_Текст для чтения_:
· · · · · · ·

Алиев. «Зачем вы написали эту статью? Кто вам это поручил?»
Автор. «Я пишу только то, что сам считаю нужным».
Алиев. «Если бы вы поговорили со мной, вы имели бы обо мне лучшее впечатление. Я всегда находил общий язык с журналистами, и они уходили довольными. И вы бы тоже…»
Автор. «Что вы называете общим языком?»
Алиев. «Приходите поговорить, тогда поймете. И вам самому захочется написать опровержение».
Наша встреча не состоялась — я уклонился от поиска «общего языка». Алиев, я знаю, умел очаровывать, быть радушным хозяином, приятным собеседником, покровителем муз. В этом был не только расчет политика, но и личные склонности, потребность души. Его «партайгеноссен» высшего эшелона находили удовольствие в обществе алкашей, сквернословов и бабников, захвативших номенклатурные должности. Алиев предпочитал совсем другую среду: композиторов, режиссеров, артистов, художников. Его дружеские беседы с Шостаковичем иногда затягивались до полуночи. Не только придворные лизоблюды, но истинно талантливые деятели культуры уходили после встреч с ним, очарованные его обаянием и расположением. Алиев любил приезжать в мастерские художников, меценатствовать, давать дорогу талантам. Снова напомню: он не только поддержал, но пробил фильм «Допрос» — первое произведение искусства, направленное против коррупции в советских верхах: мы ведь знаем уже, что не было в стране другого крупного руководителя, кто бы так неутомимо боролся с коррупцией, как он.
Прошло несколько дней после нашего телефонного разговора, и Алиев сам приехал в редакцию. Чаковский заперся в своем кабинете и повелел сказать, что его нет на месте. Алиева сплавили к одному из замов — Аркадию Удальцову, и как только он покинул приемную главного, Чаковский тут же, сломя голову, кинулся к всегда его ожидавшей машине. Удальцов тоже не торопился принять высокого жалобщика— тот был вынужден просидеть в его «предбаннике» никак не меньше, чем полчаса.

· · · · · · ·

_Задание 1_:
К какому заместителю отправили Алиева, когда он сам приехал в редакцию, согласно тексту об Алиеве?
_Задание 2_:
Напишите продолжение текста об Алиеве, начиная сразу после его последнего предложения.

· · · · · · ·

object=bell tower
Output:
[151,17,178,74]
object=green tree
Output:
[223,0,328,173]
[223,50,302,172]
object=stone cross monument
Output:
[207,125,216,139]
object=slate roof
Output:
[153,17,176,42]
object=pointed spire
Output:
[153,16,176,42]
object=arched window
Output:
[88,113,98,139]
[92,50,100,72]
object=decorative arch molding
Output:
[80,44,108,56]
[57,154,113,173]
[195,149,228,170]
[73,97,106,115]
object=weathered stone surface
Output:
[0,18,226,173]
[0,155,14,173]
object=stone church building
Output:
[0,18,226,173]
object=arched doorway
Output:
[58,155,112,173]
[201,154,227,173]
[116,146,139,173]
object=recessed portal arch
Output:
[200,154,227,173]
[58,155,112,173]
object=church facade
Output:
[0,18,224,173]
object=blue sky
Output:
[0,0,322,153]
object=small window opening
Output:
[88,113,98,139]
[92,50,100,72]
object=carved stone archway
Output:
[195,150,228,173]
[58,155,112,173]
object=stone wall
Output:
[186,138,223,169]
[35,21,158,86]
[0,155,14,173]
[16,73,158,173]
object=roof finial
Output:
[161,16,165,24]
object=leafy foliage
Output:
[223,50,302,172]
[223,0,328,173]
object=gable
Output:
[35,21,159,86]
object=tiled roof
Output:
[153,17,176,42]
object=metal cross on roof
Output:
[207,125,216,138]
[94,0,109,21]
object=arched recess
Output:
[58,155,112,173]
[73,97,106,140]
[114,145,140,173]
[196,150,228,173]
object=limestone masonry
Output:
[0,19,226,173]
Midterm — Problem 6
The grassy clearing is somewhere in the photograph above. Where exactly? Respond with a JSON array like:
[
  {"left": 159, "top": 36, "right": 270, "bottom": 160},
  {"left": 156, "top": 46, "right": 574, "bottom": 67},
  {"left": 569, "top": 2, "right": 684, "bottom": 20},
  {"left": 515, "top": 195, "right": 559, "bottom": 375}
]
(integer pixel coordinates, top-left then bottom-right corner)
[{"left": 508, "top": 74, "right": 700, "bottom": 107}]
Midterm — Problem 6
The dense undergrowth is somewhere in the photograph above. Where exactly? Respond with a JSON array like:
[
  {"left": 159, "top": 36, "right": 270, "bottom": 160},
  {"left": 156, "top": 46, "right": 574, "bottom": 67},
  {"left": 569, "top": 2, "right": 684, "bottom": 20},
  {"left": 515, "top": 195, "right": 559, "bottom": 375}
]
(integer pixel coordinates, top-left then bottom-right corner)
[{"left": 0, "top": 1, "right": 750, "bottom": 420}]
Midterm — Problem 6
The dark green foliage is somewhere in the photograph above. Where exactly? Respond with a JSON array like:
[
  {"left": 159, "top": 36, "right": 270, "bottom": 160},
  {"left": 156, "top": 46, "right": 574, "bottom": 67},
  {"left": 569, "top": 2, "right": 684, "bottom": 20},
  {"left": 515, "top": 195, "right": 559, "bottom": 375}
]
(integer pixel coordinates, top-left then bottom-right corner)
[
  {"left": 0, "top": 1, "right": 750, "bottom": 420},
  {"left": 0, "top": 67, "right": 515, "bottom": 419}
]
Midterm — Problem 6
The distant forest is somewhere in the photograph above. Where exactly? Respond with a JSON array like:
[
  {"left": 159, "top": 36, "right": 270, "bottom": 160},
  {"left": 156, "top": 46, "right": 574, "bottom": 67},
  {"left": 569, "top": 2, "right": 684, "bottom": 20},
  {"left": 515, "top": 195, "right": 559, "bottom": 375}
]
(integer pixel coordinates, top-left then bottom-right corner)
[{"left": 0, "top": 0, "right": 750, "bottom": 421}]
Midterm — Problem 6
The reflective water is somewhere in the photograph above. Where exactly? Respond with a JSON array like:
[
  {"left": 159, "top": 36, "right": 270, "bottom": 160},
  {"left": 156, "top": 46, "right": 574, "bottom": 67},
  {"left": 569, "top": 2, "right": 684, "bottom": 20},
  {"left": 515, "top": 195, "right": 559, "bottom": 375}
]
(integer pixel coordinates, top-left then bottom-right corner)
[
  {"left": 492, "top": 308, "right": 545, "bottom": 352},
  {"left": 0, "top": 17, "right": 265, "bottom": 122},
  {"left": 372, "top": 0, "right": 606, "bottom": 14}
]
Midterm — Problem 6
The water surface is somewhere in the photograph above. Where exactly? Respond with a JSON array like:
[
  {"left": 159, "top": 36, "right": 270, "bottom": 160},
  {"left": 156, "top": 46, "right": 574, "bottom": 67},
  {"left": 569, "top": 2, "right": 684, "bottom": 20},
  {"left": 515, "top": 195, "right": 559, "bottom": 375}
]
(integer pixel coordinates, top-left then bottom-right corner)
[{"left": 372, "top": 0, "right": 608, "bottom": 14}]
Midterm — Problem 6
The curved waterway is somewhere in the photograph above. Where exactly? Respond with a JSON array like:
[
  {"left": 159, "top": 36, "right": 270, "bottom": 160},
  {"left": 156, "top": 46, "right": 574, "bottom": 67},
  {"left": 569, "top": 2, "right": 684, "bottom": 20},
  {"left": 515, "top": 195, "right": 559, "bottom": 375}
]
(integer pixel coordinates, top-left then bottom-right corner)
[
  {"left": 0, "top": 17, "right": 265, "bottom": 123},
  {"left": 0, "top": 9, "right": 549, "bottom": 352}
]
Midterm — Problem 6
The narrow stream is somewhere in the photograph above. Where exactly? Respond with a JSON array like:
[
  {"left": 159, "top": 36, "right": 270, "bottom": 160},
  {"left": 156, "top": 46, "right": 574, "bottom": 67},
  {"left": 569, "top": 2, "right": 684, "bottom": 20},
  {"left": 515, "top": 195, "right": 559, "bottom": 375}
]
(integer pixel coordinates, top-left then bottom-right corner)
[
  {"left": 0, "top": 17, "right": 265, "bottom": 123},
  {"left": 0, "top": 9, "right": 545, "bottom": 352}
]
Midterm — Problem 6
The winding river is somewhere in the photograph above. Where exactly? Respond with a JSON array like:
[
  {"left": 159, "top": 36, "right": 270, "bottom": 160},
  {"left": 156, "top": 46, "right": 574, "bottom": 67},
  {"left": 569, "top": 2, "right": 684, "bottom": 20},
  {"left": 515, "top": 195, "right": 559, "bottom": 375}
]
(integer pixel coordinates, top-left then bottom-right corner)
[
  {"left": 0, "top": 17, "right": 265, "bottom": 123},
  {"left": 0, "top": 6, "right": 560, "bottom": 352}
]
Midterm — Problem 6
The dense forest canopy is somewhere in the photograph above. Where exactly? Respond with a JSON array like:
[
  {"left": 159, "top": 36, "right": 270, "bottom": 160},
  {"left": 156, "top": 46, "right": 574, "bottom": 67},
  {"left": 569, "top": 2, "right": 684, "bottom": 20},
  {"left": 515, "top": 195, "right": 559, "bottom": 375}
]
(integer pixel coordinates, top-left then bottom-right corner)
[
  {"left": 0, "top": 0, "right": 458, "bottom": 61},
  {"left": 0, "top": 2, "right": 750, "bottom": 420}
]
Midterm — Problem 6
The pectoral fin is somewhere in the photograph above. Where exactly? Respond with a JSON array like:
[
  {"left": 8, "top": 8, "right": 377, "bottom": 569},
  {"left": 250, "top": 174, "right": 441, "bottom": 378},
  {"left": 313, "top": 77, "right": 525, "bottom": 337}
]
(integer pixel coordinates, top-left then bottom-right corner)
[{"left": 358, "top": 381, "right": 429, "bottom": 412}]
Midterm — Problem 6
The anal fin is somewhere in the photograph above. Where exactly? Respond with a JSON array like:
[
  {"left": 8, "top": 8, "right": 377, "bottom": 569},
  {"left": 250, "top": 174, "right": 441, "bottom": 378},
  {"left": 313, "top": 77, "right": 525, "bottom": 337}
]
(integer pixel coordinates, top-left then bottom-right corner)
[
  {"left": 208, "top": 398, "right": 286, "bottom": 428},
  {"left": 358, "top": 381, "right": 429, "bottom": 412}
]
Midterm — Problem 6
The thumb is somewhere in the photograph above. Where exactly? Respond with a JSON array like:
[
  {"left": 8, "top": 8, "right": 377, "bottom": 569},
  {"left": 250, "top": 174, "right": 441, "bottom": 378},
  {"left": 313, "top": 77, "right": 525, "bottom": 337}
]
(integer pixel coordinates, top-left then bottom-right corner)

· · · · · · ·

_Ответ 1_:
К Аркадию Удальцову.

_Ответ 2_:
Гостя забавляла секретарь Удальцова — отнюдь не юная дама по имени Рамиле. Алиев сразу же ухватился за близкие ему корни. «Мусульманин мусульманина всегда поймет», — если не текстуально, то по смыслу именно это пытался он ей внушить. И даже с ходу предложил стать его экономкой, вполне недвусмысленно намекая на большее. Не знаю уж, чем могла ему быть полезной бедная Рамиле: возможно, в Баку при его правлении секретарши и обладали каким-то влиянием. У нас в редакции — нулевым. Тем не менее, кстати сказать, еще несколько месяцев он донимал ее звонками — жаловался на одиночество и немощь, изливал душу, приглашал к себе на дачу — кажется, не в Барвиху, где ему было бы по статусу положено жить, а на Николину гору. Весьма вероятно, что он чувствовал себя и впрямь не очень уютно — кто мог тогда знать, как все повернется?
Цель визита в редакцию была простейшей: Алиев принес отпечатанное на меловой бумаге опровержение — двадцать одну страницу унылого текста. «С надеждой на полную публикацию всего написанного» — так завершалось его послание. Ему разъяснили: такой объем «опровержения» не под силу газете. Он обещал принести «через день-другой» вариант, сокращенный страниц до семи. Этот «день-другой» так и не наступил.
Оригинал его послания остался в моем архиве. Сегодня он мог бы разве что пригодиться биографу президента, возьмись тот описывать его жизненный путь не с того счастливого дня, когда триумфально наступил для Алиева его ренессанс. Но, пусть в другой форме, одиннадцать лет спустя он своего добился. «ЛГ» (другая «ЛГ»!), забыв то, что писала раньше, опубликовала льстивое интервью с одним из ближайших сотрудников президента Алиева — эту публикацию Алиев имеет право считать тем самым опровержением. Единственный урок истории, как известно, состоит в том, что из нее не извлекают никаких уроков.